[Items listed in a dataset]

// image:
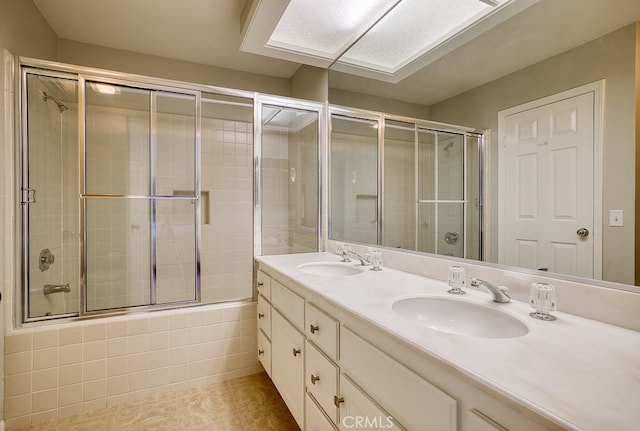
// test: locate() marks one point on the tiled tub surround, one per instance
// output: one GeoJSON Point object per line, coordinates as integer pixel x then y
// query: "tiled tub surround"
{"type": "Point", "coordinates": [573, 373]}
{"type": "Point", "coordinates": [73, 367]}
{"type": "Point", "coordinates": [243, 404]}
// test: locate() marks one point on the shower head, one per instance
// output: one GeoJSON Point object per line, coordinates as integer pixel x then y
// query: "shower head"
{"type": "Point", "coordinates": [61, 106]}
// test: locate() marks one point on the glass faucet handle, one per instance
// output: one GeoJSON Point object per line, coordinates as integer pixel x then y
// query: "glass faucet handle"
{"type": "Point", "coordinates": [344, 250]}
{"type": "Point", "coordinates": [456, 280]}
{"type": "Point", "coordinates": [542, 298]}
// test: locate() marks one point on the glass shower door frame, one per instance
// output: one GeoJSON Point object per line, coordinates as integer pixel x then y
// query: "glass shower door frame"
{"type": "Point", "coordinates": [287, 103]}
{"type": "Point", "coordinates": [153, 197]}
{"type": "Point", "coordinates": [27, 195]}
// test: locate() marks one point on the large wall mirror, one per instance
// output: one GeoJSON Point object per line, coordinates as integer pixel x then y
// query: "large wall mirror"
{"type": "Point", "coordinates": [545, 49]}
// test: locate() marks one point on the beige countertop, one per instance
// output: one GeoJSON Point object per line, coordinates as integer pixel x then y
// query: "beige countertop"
{"type": "Point", "coordinates": [578, 373]}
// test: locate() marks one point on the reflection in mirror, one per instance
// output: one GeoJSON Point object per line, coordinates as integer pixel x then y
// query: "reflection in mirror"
{"type": "Point", "coordinates": [353, 179]}
{"type": "Point", "coordinates": [431, 190]}
{"type": "Point", "coordinates": [431, 186]}
{"type": "Point", "coordinates": [544, 50]}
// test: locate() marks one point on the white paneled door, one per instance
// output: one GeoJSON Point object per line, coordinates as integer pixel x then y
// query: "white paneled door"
{"type": "Point", "coordinates": [547, 202]}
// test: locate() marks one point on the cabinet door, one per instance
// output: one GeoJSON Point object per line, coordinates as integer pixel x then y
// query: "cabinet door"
{"type": "Point", "coordinates": [264, 352]}
{"type": "Point", "coordinates": [479, 422]}
{"type": "Point", "coordinates": [288, 304]}
{"type": "Point", "coordinates": [322, 329]}
{"type": "Point", "coordinates": [314, 419]}
{"type": "Point", "coordinates": [321, 379]}
{"type": "Point", "coordinates": [357, 411]}
{"type": "Point", "coordinates": [287, 364]}
{"type": "Point", "coordinates": [408, 397]}
{"type": "Point", "coordinates": [264, 316]}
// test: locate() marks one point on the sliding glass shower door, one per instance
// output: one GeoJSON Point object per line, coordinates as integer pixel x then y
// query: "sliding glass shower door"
{"type": "Point", "coordinates": [287, 216]}
{"type": "Point", "coordinates": [49, 203]}
{"type": "Point", "coordinates": [139, 196]}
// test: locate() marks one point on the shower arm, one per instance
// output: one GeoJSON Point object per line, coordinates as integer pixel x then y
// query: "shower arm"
{"type": "Point", "coordinates": [56, 288]}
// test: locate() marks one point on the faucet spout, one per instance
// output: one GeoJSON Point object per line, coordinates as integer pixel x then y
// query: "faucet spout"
{"type": "Point", "coordinates": [363, 260]}
{"type": "Point", "coordinates": [500, 293]}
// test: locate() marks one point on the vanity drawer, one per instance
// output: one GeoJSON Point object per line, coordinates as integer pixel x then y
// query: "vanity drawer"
{"type": "Point", "coordinates": [322, 330]}
{"type": "Point", "coordinates": [264, 352]}
{"type": "Point", "coordinates": [263, 285]}
{"type": "Point", "coordinates": [288, 304]}
{"type": "Point", "coordinates": [314, 419]}
{"type": "Point", "coordinates": [321, 379]}
{"type": "Point", "coordinates": [411, 400]}
{"type": "Point", "coordinates": [264, 316]}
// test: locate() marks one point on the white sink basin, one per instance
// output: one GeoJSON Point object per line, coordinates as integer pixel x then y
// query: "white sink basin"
{"type": "Point", "coordinates": [460, 317]}
{"type": "Point", "coordinates": [329, 268]}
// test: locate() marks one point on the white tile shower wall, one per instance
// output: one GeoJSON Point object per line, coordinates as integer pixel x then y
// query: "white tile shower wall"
{"type": "Point", "coordinates": [275, 190]}
{"type": "Point", "coordinates": [399, 198]}
{"type": "Point", "coordinates": [117, 230]}
{"type": "Point", "coordinates": [357, 167]}
{"type": "Point", "coordinates": [46, 214]}
{"type": "Point", "coordinates": [303, 190]}
{"type": "Point", "coordinates": [226, 243]}
{"type": "Point", "coordinates": [6, 192]}
{"type": "Point", "coordinates": [64, 369]}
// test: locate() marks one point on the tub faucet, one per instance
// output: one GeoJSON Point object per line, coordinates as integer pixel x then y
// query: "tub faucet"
{"type": "Point", "coordinates": [500, 293]}
{"type": "Point", "coordinates": [363, 260]}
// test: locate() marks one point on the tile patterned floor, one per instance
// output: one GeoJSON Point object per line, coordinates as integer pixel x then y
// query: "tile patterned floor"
{"type": "Point", "coordinates": [245, 404]}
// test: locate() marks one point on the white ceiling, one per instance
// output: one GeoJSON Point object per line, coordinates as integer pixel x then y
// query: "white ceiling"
{"type": "Point", "coordinates": [199, 31]}
{"type": "Point", "coordinates": [209, 32]}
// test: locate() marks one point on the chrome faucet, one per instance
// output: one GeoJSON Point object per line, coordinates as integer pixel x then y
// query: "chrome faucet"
{"type": "Point", "coordinates": [346, 253]}
{"type": "Point", "coordinates": [500, 293]}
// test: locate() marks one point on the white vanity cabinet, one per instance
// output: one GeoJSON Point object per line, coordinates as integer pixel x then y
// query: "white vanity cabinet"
{"type": "Point", "coordinates": [478, 422]}
{"type": "Point", "coordinates": [288, 348]}
{"type": "Point", "coordinates": [358, 411]}
{"type": "Point", "coordinates": [263, 287]}
{"type": "Point", "coordinates": [410, 399]}
{"type": "Point", "coordinates": [315, 419]}
{"type": "Point", "coordinates": [333, 376]}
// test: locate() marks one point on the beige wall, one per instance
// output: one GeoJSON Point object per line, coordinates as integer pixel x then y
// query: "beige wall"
{"type": "Point", "coordinates": [378, 104]}
{"type": "Point", "coordinates": [24, 32]}
{"type": "Point", "coordinates": [310, 83]}
{"type": "Point", "coordinates": [612, 58]}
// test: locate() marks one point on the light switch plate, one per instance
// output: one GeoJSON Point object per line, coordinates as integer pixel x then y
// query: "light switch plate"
{"type": "Point", "coordinates": [616, 218]}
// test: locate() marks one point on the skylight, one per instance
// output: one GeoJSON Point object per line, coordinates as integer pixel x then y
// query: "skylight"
{"type": "Point", "coordinates": [326, 28]}
{"type": "Point", "coordinates": [381, 39]}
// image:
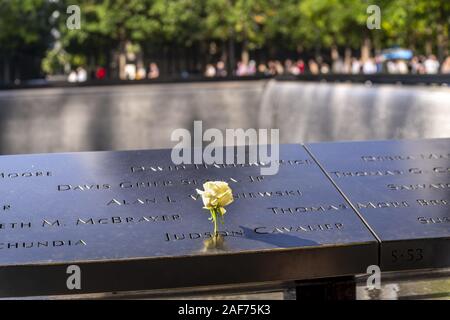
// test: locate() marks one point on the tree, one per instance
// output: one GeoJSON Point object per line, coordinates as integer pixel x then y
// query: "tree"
{"type": "Point", "coordinates": [24, 31]}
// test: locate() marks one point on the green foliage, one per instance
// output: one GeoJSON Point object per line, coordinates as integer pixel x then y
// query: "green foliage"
{"type": "Point", "coordinates": [106, 25]}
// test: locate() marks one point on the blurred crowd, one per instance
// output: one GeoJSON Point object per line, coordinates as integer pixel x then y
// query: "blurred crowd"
{"type": "Point", "coordinates": [416, 65]}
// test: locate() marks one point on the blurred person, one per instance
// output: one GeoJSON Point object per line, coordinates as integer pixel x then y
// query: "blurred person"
{"type": "Point", "coordinates": [369, 66]}
{"type": "Point", "coordinates": [221, 71]}
{"type": "Point", "coordinates": [100, 73]}
{"type": "Point", "coordinates": [279, 67]}
{"type": "Point", "coordinates": [338, 66]}
{"type": "Point", "coordinates": [324, 68]}
{"type": "Point", "coordinates": [210, 71]}
{"type": "Point", "coordinates": [287, 66]}
{"type": "Point", "coordinates": [241, 69]}
{"type": "Point", "coordinates": [379, 63]}
{"type": "Point", "coordinates": [251, 68]}
{"type": "Point", "coordinates": [153, 72]}
{"type": "Point", "coordinates": [415, 65]}
{"type": "Point", "coordinates": [262, 69]}
{"type": "Point", "coordinates": [73, 77]}
{"type": "Point", "coordinates": [272, 68]}
{"type": "Point", "coordinates": [313, 67]}
{"type": "Point", "coordinates": [356, 66]}
{"type": "Point", "coordinates": [130, 71]}
{"type": "Point", "coordinates": [431, 65]}
{"type": "Point", "coordinates": [301, 65]}
{"type": "Point", "coordinates": [402, 67]}
{"type": "Point", "coordinates": [391, 67]}
{"type": "Point", "coordinates": [446, 66]}
{"type": "Point", "coordinates": [81, 74]}
{"type": "Point", "coordinates": [291, 68]}
{"type": "Point", "coordinates": [141, 73]}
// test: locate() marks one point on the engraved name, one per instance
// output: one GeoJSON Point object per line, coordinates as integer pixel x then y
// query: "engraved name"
{"type": "Point", "coordinates": [422, 186]}
{"type": "Point", "coordinates": [29, 174]}
{"type": "Point", "coordinates": [322, 208]}
{"type": "Point", "coordinates": [156, 168]}
{"type": "Point", "coordinates": [41, 244]}
{"type": "Point", "coordinates": [433, 220]}
{"type": "Point", "coordinates": [343, 174]}
{"type": "Point", "coordinates": [129, 220]}
{"type": "Point", "coordinates": [429, 156]}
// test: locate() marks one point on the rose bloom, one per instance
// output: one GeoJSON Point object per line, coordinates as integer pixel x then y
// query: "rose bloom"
{"type": "Point", "coordinates": [217, 194]}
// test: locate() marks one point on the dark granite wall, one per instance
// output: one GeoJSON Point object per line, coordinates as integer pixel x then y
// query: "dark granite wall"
{"type": "Point", "coordinates": [143, 116]}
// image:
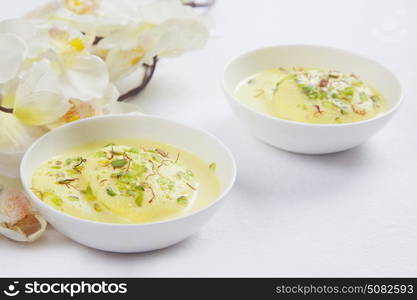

# INSTRUCTIONS TO FOLLOW:
Copy every line of the items above that contains the word "plate".

# FULL SOLUTION:
// test: locate() marks one point on the light switch plate, one per instance
// query: "light switch plate"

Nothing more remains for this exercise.